### Problem requirements:
Extract the rows from the line containing "Practice. Indicate each instance of the wood knot" through the line containing "x=184, y=291", including both of those lines, and reproduce them word for word.

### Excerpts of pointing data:
'''

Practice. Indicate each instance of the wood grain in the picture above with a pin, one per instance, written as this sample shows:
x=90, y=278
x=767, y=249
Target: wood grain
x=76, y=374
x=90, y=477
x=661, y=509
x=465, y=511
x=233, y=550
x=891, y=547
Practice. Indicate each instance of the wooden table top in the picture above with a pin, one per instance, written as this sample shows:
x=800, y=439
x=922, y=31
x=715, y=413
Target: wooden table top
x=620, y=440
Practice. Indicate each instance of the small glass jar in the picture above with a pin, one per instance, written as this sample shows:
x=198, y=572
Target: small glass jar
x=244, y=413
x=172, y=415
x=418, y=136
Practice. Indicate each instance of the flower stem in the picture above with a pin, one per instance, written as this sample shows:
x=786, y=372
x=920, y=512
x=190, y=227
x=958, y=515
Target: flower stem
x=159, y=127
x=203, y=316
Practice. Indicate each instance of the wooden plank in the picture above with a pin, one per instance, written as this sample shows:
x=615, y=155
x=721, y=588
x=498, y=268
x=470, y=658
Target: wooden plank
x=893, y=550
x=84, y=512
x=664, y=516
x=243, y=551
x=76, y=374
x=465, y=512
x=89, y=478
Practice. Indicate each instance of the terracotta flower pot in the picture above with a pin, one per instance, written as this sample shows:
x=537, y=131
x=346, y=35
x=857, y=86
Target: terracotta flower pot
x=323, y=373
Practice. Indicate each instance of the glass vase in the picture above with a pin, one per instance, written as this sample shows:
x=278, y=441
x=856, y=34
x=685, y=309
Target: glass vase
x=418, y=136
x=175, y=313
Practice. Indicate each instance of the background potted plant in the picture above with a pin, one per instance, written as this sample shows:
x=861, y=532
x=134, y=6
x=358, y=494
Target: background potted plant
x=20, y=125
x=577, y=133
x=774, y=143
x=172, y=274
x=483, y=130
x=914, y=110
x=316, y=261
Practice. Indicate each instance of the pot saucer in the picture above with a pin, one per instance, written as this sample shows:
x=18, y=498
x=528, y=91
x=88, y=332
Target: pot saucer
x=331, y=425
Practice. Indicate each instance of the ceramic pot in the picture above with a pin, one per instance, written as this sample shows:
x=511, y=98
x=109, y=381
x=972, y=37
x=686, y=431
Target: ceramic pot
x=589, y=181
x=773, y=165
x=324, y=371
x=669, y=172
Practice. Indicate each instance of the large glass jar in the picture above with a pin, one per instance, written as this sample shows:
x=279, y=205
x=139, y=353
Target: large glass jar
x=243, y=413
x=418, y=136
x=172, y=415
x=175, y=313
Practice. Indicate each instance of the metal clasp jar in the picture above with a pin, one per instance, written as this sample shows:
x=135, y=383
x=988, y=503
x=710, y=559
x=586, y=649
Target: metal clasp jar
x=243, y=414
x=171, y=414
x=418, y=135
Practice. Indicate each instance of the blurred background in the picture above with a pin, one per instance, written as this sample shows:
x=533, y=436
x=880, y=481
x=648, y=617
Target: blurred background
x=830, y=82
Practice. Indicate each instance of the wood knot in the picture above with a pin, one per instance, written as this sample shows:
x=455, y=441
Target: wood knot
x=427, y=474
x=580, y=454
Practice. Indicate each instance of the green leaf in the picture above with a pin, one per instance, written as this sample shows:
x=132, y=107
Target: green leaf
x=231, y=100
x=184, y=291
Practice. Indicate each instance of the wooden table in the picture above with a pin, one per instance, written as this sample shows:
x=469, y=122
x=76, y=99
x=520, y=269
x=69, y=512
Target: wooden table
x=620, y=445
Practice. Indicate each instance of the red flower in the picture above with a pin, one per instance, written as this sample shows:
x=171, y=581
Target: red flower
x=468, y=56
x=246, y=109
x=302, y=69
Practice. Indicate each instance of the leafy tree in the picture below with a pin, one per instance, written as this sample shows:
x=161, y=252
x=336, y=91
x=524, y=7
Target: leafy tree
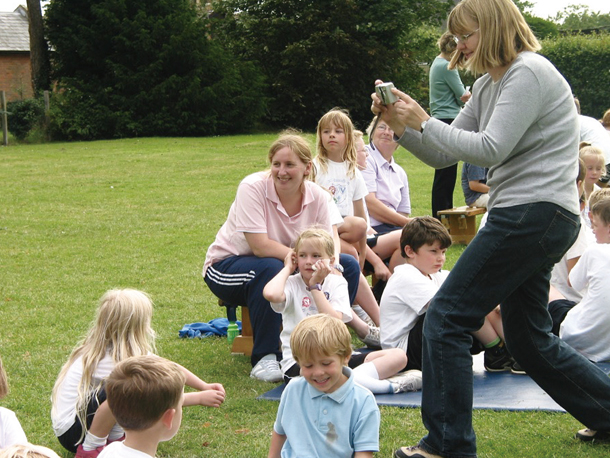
x=39, y=50
x=142, y=68
x=584, y=60
x=317, y=54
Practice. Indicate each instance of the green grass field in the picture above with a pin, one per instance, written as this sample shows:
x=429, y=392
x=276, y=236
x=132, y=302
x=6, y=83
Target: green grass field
x=77, y=219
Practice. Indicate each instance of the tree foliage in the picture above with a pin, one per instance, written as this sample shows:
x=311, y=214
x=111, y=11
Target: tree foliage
x=143, y=68
x=317, y=54
x=580, y=17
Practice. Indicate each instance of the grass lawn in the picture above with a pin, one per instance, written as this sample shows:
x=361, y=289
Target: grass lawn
x=77, y=219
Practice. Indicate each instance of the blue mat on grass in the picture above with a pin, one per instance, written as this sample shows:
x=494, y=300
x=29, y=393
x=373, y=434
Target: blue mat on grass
x=492, y=390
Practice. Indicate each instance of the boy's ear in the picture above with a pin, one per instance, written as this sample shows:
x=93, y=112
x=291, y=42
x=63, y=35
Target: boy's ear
x=168, y=418
x=409, y=251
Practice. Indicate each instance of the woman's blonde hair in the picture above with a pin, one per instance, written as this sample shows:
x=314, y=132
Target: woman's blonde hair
x=122, y=328
x=340, y=118
x=503, y=33
x=3, y=381
x=293, y=140
x=325, y=240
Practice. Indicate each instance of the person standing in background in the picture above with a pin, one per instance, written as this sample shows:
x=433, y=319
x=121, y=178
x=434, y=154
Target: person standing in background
x=447, y=96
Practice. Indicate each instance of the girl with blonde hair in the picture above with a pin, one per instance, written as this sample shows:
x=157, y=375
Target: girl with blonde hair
x=11, y=431
x=522, y=123
x=82, y=420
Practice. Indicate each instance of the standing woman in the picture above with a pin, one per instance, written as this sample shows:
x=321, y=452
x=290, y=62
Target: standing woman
x=521, y=122
x=447, y=96
x=270, y=210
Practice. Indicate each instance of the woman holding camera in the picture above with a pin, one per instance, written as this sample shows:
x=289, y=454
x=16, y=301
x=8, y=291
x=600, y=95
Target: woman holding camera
x=521, y=122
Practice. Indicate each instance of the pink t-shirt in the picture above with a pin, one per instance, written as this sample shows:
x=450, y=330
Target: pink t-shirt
x=257, y=209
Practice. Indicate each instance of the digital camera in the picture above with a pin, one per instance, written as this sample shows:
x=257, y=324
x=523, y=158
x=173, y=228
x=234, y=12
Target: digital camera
x=384, y=92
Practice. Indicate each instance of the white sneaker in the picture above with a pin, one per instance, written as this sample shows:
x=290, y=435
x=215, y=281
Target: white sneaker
x=406, y=381
x=267, y=370
x=362, y=315
x=372, y=340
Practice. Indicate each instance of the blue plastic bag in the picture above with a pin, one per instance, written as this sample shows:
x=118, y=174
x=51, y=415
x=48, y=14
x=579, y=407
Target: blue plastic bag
x=216, y=327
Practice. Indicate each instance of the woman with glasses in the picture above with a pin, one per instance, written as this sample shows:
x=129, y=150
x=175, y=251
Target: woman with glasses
x=521, y=122
x=447, y=96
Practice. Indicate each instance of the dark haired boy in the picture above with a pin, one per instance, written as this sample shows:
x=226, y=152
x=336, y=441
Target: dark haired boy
x=145, y=395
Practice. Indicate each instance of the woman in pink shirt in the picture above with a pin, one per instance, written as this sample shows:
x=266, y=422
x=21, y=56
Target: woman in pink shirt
x=270, y=209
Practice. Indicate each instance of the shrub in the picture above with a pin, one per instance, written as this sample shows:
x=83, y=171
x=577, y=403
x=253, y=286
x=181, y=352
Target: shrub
x=24, y=115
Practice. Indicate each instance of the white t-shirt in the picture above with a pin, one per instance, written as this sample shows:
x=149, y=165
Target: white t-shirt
x=11, y=432
x=405, y=298
x=63, y=413
x=559, y=275
x=299, y=304
x=120, y=450
x=587, y=326
x=345, y=190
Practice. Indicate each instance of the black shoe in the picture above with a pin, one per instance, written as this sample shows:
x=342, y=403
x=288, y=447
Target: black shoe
x=497, y=358
x=590, y=435
x=414, y=452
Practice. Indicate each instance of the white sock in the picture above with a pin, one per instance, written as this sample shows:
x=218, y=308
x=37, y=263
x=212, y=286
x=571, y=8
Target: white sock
x=92, y=442
x=366, y=375
x=116, y=433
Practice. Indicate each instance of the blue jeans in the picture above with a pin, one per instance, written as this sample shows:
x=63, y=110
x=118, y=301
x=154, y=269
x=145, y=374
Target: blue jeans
x=240, y=280
x=508, y=263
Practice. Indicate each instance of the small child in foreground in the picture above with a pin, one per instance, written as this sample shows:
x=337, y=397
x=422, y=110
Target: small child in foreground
x=27, y=451
x=11, y=431
x=145, y=395
x=82, y=420
x=324, y=413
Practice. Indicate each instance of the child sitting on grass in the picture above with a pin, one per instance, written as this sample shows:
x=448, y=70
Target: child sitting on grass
x=81, y=418
x=404, y=303
x=324, y=413
x=11, y=431
x=145, y=395
x=311, y=291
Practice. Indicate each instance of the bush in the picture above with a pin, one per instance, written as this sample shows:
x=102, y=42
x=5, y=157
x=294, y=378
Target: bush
x=24, y=115
x=584, y=60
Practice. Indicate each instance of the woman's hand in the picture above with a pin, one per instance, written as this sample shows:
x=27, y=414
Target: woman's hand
x=405, y=112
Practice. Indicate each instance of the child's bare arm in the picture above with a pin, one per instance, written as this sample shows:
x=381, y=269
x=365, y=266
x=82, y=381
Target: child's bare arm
x=274, y=291
x=277, y=442
x=363, y=455
x=209, y=398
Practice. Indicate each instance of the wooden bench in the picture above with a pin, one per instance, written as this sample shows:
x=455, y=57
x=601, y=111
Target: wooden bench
x=461, y=222
x=243, y=343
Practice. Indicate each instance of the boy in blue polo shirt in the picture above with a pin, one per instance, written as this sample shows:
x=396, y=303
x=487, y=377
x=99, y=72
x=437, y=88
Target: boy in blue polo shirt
x=324, y=413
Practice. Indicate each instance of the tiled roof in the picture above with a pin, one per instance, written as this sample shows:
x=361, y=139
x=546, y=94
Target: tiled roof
x=14, y=33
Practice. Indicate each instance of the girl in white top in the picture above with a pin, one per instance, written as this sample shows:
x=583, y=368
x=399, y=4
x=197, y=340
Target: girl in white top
x=82, y=420
x=11, y=431
x=311, y=291
x=337, y=171
x=594, y=160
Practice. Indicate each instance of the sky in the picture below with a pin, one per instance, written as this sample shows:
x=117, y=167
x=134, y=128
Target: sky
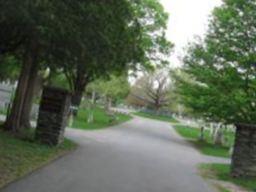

'''

### Output below:
Practice. Indicate each instance of the wood knot in the picture above with a pin, one per instance, written as this sample shows:
x=455, y=441
Target: wood knot
x=427, y=474
x=580, y=454
Practice. Indicate each instance of the green leaf in the picture above with a pin, one per instance, written as this sample shows:
x=132, y=107
Target: green leaf
x=231, y=100
x=184, y=291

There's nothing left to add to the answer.